[Text-to-region grounding data]
::::
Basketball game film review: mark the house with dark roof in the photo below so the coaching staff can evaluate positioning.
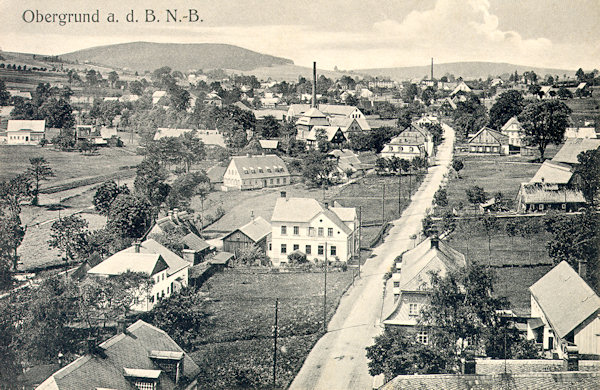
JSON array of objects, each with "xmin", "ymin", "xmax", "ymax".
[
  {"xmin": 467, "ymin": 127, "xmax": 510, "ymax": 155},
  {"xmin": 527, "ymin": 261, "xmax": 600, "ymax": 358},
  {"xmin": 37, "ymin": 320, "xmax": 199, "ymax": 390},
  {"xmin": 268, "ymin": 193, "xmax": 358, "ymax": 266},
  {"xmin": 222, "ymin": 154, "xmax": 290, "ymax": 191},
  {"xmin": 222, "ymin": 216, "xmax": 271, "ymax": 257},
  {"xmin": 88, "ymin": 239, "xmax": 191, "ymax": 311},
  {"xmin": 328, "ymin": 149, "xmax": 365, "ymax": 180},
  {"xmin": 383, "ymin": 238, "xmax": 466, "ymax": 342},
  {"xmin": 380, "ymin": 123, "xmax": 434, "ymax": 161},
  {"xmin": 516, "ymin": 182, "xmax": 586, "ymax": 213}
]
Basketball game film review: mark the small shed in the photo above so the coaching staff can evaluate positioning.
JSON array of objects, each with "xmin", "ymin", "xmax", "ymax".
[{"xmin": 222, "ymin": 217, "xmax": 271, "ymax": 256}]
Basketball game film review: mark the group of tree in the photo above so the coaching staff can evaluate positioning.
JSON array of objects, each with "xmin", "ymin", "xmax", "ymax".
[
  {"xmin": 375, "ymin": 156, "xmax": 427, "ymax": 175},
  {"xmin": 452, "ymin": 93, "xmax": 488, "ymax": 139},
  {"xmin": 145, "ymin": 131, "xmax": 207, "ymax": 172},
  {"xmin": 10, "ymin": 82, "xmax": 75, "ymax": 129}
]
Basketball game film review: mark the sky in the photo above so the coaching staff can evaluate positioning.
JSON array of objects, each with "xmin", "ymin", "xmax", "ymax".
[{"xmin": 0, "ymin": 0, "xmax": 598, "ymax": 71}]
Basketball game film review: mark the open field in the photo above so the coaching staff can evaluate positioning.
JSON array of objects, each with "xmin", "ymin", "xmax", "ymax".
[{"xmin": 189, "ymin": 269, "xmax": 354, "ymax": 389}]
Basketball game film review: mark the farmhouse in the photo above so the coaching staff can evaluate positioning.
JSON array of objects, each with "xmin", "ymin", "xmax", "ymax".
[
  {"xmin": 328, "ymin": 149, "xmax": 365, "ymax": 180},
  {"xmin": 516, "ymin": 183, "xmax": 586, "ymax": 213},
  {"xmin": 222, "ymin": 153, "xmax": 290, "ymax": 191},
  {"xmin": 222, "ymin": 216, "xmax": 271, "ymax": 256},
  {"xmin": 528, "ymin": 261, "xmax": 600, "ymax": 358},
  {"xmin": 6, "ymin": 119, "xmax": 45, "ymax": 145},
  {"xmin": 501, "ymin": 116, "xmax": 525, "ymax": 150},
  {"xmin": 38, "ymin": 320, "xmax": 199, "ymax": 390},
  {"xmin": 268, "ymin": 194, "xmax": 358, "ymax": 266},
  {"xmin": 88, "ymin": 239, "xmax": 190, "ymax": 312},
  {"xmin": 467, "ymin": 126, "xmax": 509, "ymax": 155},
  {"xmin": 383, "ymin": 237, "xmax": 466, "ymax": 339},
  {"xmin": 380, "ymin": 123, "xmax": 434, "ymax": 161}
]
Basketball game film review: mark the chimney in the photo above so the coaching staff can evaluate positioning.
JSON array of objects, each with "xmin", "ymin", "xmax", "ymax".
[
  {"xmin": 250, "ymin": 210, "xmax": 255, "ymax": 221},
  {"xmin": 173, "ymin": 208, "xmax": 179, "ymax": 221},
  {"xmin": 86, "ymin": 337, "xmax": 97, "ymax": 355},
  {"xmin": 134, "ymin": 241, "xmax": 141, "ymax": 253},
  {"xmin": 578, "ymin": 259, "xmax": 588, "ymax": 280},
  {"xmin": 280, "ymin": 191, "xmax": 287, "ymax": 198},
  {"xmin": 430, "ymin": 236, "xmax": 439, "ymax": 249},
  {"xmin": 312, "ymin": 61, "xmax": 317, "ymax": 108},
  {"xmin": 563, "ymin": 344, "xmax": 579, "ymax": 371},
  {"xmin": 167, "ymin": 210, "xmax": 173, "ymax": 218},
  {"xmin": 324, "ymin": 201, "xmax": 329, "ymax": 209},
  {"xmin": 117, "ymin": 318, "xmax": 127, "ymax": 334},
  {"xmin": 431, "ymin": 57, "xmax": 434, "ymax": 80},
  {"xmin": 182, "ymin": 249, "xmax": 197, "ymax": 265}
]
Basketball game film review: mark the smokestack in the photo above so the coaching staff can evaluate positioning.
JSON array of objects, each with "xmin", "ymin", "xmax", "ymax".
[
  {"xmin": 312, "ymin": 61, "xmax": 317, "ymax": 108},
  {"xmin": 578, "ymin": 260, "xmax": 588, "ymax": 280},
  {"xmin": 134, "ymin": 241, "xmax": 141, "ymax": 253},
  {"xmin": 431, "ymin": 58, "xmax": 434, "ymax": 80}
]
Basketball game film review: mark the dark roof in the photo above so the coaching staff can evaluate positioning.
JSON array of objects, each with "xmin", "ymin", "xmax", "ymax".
::::
=== WORK ITEM ===
Show the lines of the entries that include the string "above", copying each in full.

=== THE COMPLETED TASK ===
Basketball game film review: mark the small shed in the photo above so the coaching staff can evaluate positioning.
Basketball game film review: mark the group of tree in the photo above so the coaching staff can evaluate positioning.
Basketball game film review: mark the sky in the photo above so the coaching staff can evaluate positioning.
Basketball game film review: mark the open field in the photo above so the coaching staff can evaluate positioning.
Basketball game film review: mark the farmhouse in the photo above so the coaching staff can evaluate positioning.
Basketball game film review: mark the chimney in the photo above so the coaching staff can evaluate positioning.
Basketball game film review: mark the smokestack in the photo above so the coaching staff can evaluate positioning.
Basketball game film review: mark the dark roof in the photo above so the coaching staff can evaluate positioning.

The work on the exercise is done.